_提示文_
>>>>>

日本ランク2位でも年収は20万円…元プロ格闘家が告白する「キックボクシング業界」の厳しすぎる現実
プレジデントオンライン / 2024年1月23日 14時15分
■勝っても負けてもファイトマネーは3万円
YouTubeなどで格闘技系のコンテンツはとても人気がある。腕自慢の素人が「夢をつかむために、プロになりたい」と宣言するのも恒例だ。しかし、ほとんどの「プロ格闘家」の懐事情は厳しい。本稿では、筆者の友人で、日本ランキング2位の実績をもつ、プロキックボクサーの児嶋真人氏の例を紹介したい。
児嶋氏は、キックボクシング団体JAPAN KICKBOXING INNOVATION(以下INNOVATION)でプロデビューし、破竹の勢いで4連勝を飾った。その後Sフェザー級2位まで上り詰め、同階級のチャンピオンとは3度も対戦した。いずれも僅差の判定負けを喫したが、日本一になってもおかしくない実力の持ち主だった。
プロのキックボクサーの収入は「ファイトマネー」「手売りチケットの販売手数料」「スポンサー収入」の3つ。スポンサーを見つけられる選手はごくわずかで、主な収入減は2つになる。
■得られる報酬は年間で約20万円
ファイトマネーは、児嶋氏の所属団体の場合、3万~4万円ほど。通常の試合でもチャンピオンを決める大会でも、勝敗によるボーナスはなく、買っても負けても金額は変わらない。

<<<<<

_提供資料_
>>>>>

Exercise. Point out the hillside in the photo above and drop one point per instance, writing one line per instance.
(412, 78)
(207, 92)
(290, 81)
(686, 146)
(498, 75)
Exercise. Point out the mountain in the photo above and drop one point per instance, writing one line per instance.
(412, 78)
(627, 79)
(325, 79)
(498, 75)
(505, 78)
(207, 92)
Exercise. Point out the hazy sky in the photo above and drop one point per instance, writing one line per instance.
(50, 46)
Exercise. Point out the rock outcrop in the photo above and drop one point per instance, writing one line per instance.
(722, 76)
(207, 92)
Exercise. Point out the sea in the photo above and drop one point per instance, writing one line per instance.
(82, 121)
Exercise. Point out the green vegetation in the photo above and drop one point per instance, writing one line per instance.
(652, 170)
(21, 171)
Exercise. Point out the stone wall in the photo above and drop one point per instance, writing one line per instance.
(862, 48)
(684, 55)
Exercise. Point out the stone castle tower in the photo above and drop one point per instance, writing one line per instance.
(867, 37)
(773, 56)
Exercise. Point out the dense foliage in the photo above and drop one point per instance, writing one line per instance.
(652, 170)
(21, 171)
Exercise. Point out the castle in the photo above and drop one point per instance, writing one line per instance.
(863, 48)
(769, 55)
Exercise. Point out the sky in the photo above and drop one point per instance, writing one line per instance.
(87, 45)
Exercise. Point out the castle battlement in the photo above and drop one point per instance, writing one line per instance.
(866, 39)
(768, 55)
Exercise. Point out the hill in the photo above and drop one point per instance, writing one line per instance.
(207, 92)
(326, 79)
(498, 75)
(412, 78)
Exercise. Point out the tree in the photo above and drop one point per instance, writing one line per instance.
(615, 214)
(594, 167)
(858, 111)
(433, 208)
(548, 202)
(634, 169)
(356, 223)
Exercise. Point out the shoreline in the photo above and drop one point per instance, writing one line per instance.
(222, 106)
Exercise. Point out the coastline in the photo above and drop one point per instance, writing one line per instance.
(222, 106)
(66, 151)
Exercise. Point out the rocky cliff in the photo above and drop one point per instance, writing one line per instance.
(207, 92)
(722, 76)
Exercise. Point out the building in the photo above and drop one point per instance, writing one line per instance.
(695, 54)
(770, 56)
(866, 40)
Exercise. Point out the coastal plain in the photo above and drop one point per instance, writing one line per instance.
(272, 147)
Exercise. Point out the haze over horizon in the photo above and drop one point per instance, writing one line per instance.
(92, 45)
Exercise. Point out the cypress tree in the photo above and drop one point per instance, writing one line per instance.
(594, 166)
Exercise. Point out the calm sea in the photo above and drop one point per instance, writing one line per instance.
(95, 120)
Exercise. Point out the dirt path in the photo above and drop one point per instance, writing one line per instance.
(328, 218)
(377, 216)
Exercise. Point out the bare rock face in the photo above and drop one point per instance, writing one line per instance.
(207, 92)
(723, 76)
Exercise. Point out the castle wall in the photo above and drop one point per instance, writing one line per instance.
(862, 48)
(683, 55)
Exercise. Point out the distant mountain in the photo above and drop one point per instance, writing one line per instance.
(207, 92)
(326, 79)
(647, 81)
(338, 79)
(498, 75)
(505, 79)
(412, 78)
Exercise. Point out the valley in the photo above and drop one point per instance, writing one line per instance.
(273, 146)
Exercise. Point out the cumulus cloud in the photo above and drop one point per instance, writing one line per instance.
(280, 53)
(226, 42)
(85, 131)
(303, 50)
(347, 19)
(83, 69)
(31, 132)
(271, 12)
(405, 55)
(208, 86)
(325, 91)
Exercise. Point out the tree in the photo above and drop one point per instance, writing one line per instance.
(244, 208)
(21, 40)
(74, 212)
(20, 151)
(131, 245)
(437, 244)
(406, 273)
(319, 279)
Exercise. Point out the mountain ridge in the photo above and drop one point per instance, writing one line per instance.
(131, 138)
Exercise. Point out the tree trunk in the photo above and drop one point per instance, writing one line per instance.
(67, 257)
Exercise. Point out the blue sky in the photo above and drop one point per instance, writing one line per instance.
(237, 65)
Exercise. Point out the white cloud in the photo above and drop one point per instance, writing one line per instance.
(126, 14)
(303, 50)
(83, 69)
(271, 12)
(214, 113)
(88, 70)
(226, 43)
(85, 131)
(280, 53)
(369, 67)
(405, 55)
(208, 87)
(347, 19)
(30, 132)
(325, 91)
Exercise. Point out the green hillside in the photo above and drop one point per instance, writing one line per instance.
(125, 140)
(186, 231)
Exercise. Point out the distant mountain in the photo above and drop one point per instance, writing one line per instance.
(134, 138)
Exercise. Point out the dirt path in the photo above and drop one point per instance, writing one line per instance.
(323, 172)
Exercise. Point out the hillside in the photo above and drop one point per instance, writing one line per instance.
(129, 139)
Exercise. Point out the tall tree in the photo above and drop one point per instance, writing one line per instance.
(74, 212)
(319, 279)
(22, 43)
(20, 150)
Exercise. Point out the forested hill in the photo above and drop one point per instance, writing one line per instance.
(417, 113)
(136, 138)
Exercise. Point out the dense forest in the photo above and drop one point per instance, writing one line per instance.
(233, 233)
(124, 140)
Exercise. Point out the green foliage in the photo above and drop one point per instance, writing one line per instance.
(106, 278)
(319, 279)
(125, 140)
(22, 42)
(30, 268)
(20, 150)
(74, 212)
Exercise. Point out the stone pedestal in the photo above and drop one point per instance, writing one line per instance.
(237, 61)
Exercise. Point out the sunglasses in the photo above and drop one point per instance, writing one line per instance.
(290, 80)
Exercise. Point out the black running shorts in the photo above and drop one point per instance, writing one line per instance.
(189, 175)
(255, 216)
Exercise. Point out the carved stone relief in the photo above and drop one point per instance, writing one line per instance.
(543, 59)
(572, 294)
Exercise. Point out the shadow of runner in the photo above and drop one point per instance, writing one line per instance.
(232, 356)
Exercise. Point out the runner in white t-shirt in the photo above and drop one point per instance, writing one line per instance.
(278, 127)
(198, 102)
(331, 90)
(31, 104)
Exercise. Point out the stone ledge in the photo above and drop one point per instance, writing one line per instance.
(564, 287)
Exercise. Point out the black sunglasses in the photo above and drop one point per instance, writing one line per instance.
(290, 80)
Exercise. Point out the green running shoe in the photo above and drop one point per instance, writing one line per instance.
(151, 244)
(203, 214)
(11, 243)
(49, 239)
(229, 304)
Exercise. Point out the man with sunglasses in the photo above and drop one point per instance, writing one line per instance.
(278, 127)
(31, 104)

<<<<<
>>>>>

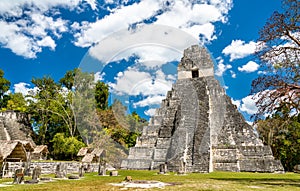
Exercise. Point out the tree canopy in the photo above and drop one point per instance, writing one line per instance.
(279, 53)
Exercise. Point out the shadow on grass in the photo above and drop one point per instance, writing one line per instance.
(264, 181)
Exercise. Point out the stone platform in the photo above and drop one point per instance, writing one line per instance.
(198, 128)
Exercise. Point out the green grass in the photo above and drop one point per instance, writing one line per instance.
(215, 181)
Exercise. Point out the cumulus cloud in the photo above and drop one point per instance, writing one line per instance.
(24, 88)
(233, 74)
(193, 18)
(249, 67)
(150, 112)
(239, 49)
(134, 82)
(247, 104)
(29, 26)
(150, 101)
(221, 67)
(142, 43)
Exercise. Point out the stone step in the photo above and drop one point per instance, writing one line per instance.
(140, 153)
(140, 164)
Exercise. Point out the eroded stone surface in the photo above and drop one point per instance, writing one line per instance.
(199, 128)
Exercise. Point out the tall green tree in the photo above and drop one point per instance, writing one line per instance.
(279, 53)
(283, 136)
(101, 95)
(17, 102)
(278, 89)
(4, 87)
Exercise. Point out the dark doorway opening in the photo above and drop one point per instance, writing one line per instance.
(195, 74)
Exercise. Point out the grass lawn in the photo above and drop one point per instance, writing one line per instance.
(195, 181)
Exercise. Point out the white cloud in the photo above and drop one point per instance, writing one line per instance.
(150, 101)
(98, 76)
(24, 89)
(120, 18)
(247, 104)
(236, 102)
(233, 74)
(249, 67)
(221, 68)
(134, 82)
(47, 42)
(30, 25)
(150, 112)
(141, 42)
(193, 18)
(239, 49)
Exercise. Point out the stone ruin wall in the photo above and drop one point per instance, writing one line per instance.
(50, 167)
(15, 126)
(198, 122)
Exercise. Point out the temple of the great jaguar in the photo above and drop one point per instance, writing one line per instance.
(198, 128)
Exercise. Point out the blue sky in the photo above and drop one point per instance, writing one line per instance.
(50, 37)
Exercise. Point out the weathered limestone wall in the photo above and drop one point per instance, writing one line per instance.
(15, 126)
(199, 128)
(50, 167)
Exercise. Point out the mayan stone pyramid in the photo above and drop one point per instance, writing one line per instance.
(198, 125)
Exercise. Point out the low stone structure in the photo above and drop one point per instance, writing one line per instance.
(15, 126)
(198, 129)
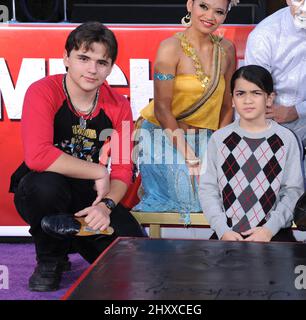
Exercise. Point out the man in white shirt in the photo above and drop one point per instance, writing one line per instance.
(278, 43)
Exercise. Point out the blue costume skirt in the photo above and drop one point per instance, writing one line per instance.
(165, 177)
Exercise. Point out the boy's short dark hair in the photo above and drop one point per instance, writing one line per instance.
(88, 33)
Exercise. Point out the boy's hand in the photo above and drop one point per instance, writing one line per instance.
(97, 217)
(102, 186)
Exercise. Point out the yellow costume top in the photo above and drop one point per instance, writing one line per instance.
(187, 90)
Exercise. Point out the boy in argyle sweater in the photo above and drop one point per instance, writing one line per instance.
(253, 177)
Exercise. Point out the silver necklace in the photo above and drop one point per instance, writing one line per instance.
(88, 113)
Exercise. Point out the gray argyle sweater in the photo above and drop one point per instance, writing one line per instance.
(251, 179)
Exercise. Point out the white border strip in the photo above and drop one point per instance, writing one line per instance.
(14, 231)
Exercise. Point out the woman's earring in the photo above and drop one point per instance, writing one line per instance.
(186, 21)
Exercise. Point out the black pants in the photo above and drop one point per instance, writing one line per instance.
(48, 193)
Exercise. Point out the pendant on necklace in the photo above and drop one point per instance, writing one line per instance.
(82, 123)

<<<<<

_取り組む課題_
1. キックボクシング業界の収入に関する提示文によれば、児嶋真人氏がプロデビューした団体はどこか。
2. キックボクシング業界の収入を扱った提示文を、最後の文の後から続けて書くこと。

_各課題の解答_
1. JAPAN KICKBOXING INNOVATION（INNOVATION）である。

2.
チケットの販売手数料は、選手自身が手売りした分の40%をもらえる仕組みだ。チケット代は約7000円なので、1枚につき3000円ほどの収入になる。なお、一般客のチケット代は「運営費用に回す必要がある」とされ、選手の取り分はない。
チャンピオンを決める大会は1000名以上の観客が集まることもあるが、児嶋氏はどんなに頑張っても10~20枚ほどしか手売りできなかった。お金を払ってまで格闘技を観たいと思う知人は少なく、さらに児嶋氏は茨城出身なので、東京の試合に地元の友人を呼びにくかった。
50~100枚ほど手売りする選手もいるが、大半の選手は児嶋氏と同じくらいしか売れない。1試合の報酬は、ファイトマネーと合わせても多くて8万円ほどだ。
通常の試合はチャンピオンを決める大会より規模が小さいため、観客は200~400人。チケットは数枚しか手売りできない。ファイトマネーと合わせても報酬は4万~5万円だ。
プロのキックボクサーは年に3~4回の試合数が一般的なので、得られる収益は年間で約20万円。ジムへ支払うお金が年間12万円、プロライセンス更新が年間5000円かかるため、手元には数万円しか残らない。
■ランキングの6~8位が空位
なぜプロのキックボクサーはこれほど薄給なのか? その理由の一つに、団体数の多さが挙げられる。
「キックボクシングの団体は小さいものを含めると20を超えます。僕は2021年に現役を引退してからレフェリーを務めているので、この業界に10年身を置いています。それでも把握できないほどの数です」(児嶋氏、以下同)
団体数が多いことによる弊害は3つある。
1つ目は、選手が分散してしまうことで、選手のレベルが上がりにくいことだ。
児嶋氏はINNOVATIONのSフェザー級2位だったが、当時は6位、7位、8位が空位だった。ランキングに入る条件は、INNOVATIONが規定する試合数をこなしていること。つまり、その基準を満たした選手が、当時は1~5位、9~10位の7人しかいなかった。
20を超える団体の中でもINNOVATIONは主要団体なのだが、それでも基準をクリアしている選手は少ない。団体数が多いことによって選手が分散しているからだ。
ランキングに入りたくても入れない選手がたくさんいる状況に比べると、競技のレベルはどうしても上がりにくい。
■キックボクシングの団体数は20超
2つ目は、試合の面白みが薄れてしまうことだ。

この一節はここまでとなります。